====== Recorded information ======
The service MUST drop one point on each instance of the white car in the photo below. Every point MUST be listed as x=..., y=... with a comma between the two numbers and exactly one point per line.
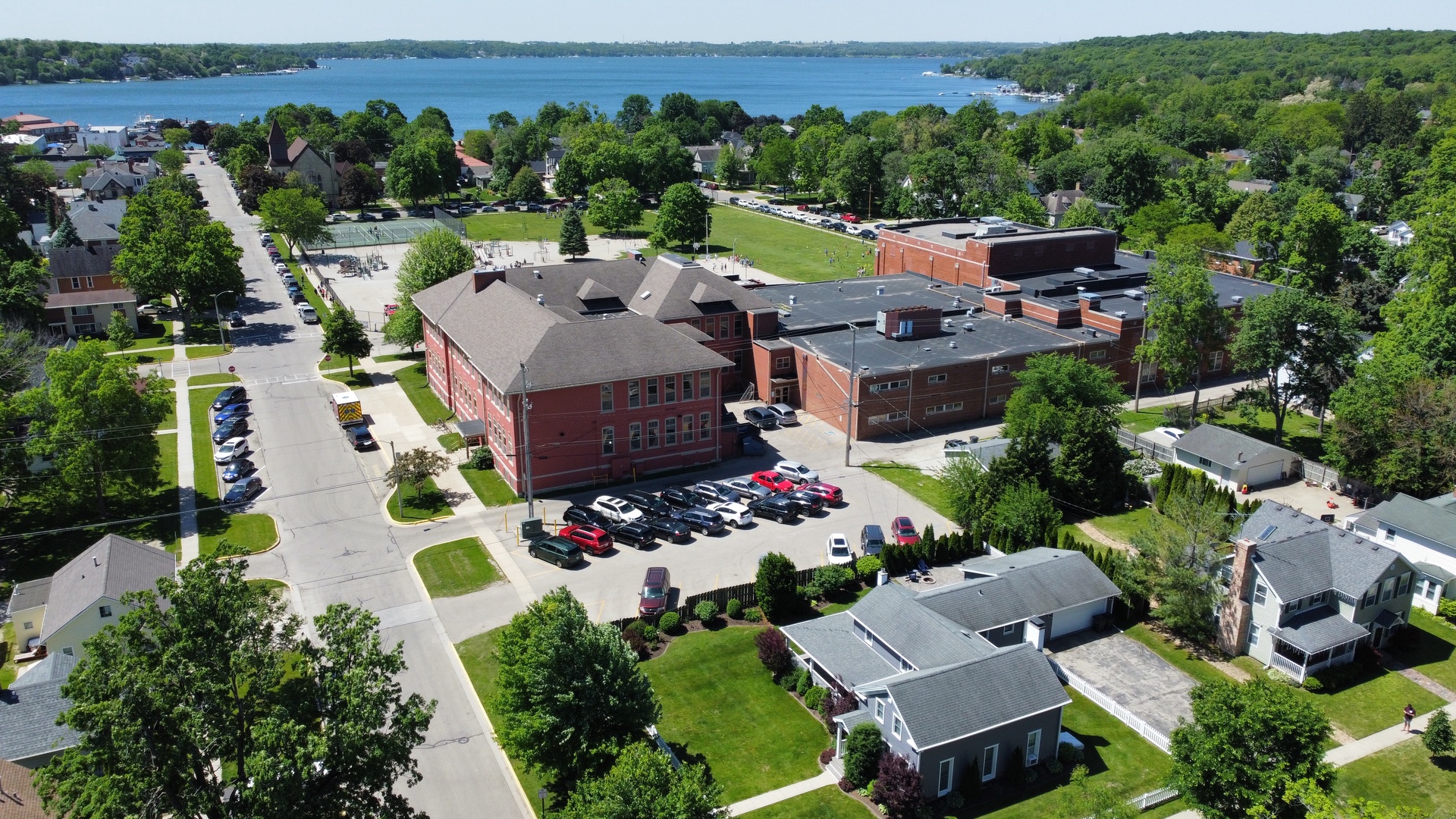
x=617, y=509
x=231, y=450
x=736, y=515
x=795, y=471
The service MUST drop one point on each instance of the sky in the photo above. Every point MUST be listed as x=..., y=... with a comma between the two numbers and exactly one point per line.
x=615, y=20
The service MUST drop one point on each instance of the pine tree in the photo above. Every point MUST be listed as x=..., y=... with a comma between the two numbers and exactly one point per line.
x=573, y=235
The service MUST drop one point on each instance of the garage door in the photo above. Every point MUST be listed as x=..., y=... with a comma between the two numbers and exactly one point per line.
x=1076, y=618
x=1266, y=472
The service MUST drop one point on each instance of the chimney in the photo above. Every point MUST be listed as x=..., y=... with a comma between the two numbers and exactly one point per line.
x=1234, y=623
x=484, y=278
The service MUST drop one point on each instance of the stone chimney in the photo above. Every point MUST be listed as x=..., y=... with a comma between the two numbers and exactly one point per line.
x=1234, y=621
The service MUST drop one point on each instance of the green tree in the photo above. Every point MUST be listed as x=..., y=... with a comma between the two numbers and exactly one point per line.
x=613, y=205
x=777, y=586
x=433, y=257
x=570, y=691
x=293, y=215
x=573, y=235
x=1187, y=318
x=526, y=187
x=120, y=331
x=682, y=218
x=1245, y=745
x=206, y=700
x=344, y=335
x=85, y=420
x=1296, y=346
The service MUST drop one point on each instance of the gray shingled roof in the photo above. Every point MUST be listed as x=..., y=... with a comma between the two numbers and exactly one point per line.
x=28, y=711
x=1436, y=522
x=1223, y=447
x=1316, y=630
x=965, y=698
x=1018, y=586
x=916, y=632
x=111, y=567
x=833, y=645
x=500, y=327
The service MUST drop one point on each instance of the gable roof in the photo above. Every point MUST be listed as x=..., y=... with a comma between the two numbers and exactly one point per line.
x=111, y=567
x=1223, y=447
x=1018, y=586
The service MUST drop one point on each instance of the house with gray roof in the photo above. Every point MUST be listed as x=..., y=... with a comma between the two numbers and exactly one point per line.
x=1302, y=595
x=1235, y=460
x=954, y=678
x=1424, y=532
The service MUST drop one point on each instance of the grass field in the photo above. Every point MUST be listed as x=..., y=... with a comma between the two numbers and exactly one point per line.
x=721, y=704
x=456, y=567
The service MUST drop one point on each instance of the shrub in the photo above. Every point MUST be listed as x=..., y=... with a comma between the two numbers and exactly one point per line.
x=774, y=651
x=814, y=697
x=862, y=752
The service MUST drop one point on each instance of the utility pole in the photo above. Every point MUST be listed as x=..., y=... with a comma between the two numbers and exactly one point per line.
x=526, y=452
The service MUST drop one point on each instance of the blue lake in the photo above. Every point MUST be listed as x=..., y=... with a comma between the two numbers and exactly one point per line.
x=469, y=91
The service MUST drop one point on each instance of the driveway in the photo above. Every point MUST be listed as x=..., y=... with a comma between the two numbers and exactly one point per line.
x=1130, y=675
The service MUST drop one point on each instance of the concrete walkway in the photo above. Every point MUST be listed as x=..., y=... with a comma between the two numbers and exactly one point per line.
x=785, y=793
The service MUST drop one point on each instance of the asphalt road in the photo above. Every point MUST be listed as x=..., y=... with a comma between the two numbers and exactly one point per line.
x=337, y=547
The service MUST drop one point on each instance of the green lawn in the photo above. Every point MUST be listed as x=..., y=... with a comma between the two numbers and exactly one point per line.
x=490, y=487
x=417, y=388
x=1367, y=707
x=1401, y=776
x=457, y=567
x=476, y=654
x=721, y=704
x=823, y=803
x=1181, y=659
x=212, y=378
x=522, y=226
x=1433, y=651
x=427, y=504
x=927, y=488
x=1116, y=757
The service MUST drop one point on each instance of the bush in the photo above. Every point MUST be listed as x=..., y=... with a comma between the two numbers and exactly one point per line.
x=814, y=697
x=774, y=651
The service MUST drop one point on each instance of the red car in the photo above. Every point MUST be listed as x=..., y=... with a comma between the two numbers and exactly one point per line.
x=590, y=538
x=903, y=531
x=774, y=482
x=832, y=494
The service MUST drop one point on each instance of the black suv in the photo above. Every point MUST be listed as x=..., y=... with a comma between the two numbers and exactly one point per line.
x=777, y=507
x=648, y=503
x=231, y=395
x=634, y=534
x=680, y=497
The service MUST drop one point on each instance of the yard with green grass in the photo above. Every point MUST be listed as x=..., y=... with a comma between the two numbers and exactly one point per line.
======
▶ What to produce: Please write out the entries above again, swapping "photo" for "image" everywhere and keeping everything else the same. Omit the pictures from your answer.

▶ The solution:
The service MUST drop one point on each instance of the white car in the image below. Every point MUST be listed as x=..., y=... with a comma between the two numbers and exactly one point per line.
x=617, y=509
x=231, y=450
x=736, y=515
x=795, y=471
The service MUST drop one point on each instance of the sky in the image above. Every point MUST be listed as x=..., y=... with a comma between the two numbers and exactly one point per line.
x=615, y=20
The service MUST drop one point on each instance of the pine tree in the image above. Every point MUST be listed as x=..., y=... with a comma between the two numbers and exactly one point per line.
x=573, y=235
The service MUST drop one point on each instance of the garage door in the image above. Every point MUST be listed as x=..., y=... with a comma between the two numbers and exactly one point per line.
x=1076, y=618
x=1266, y=472
The service MUST drop one point on each instance of the chimney in the image above. Every point MUST be listed as x=..., y=... with a comma between the two numbers and exactly one point per line.
x=1234, y=623
x=484, y=278
The service MUST drop one point on each instance of the stone chimney in the image above. Every point MUST be listed as x=..., y=... with a comma between the two numbers and exactly one point per line.
x=1234, y=621
The service MUST drop one point on each instance of the green tree in the image above. Every point MUST be listed as x=..., y=... with a comma between the two numbers and exactly one point per line.
x=613, y=205
x=777, y=586
x=433, y=257
x=570, y=691
x=293, y=215
x=573, y=235
x=1187, y=318
x=526, y=187
x=120, y=331
x=682, y=218
x=1245, y=745
x=206, y=700
x=344, y=335
x=85, y=420
x=1296, y=346
The service MUST drop one point on each instance of the gray shingled roof in the image above. Every point MUST be listed as x=..., y=... with a comma between the two numbers and exactly one point per line.
x=28, y=711
x=1436, y=522
x=1223, y=447
x=1316, y=630
x=965, y=698
x=1018, y=586
x=916, y=632
x=111, y=567
x=833, y=645
x=500, y=327
The service MUST drop one point on each instance of the gable roof in the image above. Every point MUST be listed as x=..., y=... with a comma between the two numbers and exactly one point per line.
x=111, y=567
x=1223, y=447
x=1018, y=586
The service MUST drop one point on each instance of the house with gray roof in the image above. Every point MUST be listed as x=..., y=... with a comma between the two numbers and exactly one point per line.
x=1302, y=595
x=1235, y=460
x=954, y=678
x=1424, y=532
The service MUST drop one point on each instance of the grass field in the image above. Every point MUST be listed as x=..., y=... with a comma between the two numbers and exactly one point per line.
x=721, y=704
x=456, y=567
The service MUST drop one point on each instance of the shrub in the image above. Every point MUST be listed as x=..., y=... with a comma between the two numbers and exactly one point per line.
x=774, y=651
x=814, y=697
x=862, y=752
The service MUST drop one point on each instance of the utility pole in the image above. Every point MUST be listed as x=..., y=... with a comma between the two numbers and exactly one point per line.
x=526, y=452
The service MUST drop one point on each instance of the blue lake in the image above. Every point MUST be listed as x=..., y=... with a comma between the two numbers and exactly one point per line.
x=469, y=91
The service MUST drop one point on each instance of the driveway in the image above. Every point MUST be listed as x=..., y=... with a comma between the two numbers and exactly one point per line.
x=1130, y=675
The service MUST drop one point on each instance of the concrete walkway in the image above. Every point MUST be listed as x=..., y=... with a comma between the two numbers and exactly one point per line.
x=785, y=793
The service MUST drop one point on each instance of the asphalt road in the image above. Every point MUST be listed as x=..., y=... with a comma between the two numbers and exactly one point per line.
x=337, y=547
The service MUST drop one point on each instance of the green lawn in the image above. Every point MUST be listed as x=..., y=... with a comma between the two numbers and exactly one point per line.
x=490, y=487
x=417, y=388
x=1367, y=707
x=1401, y=776
x=457, y=567
x=476, y=654
x=721, y=704
x=823, y=803
x=1181, y=659
x=212, y=378
x=522, y=226
x=1433, y=651
x=427, y=504
x=927, y=488
x=1116, y=757
The service MUST drop one point on each instance of the bush in the image above. Every point MUST be listed as x=..., y=... with a comma between the two numbers and exactly one point per line.
x=814, y=697
x=774, y=651
The service MUST drop one point on each instance of the red car in the image above. Every point MUST be listed as x=..., y=... with a comma between the two numbers and exactly one point per line.
x=590, y=538
x=903, y=531
x=774, y=482
x=832, y=494
The service MUST drop one point on each instance of the black suv in the image above. Every point MUST be listed as x=..., y=... with a comma between the two numbers and exactly one point per line.
x=777, y=507
x=648, y=503
x=231, y=395
x=634, y=534
x=680, y=497
The service MUST drop one point on each instance of the yard with green grass in the image above. Every point MUST be listed as x=..., y=... with a comma between the two numbers and exactly one point per line.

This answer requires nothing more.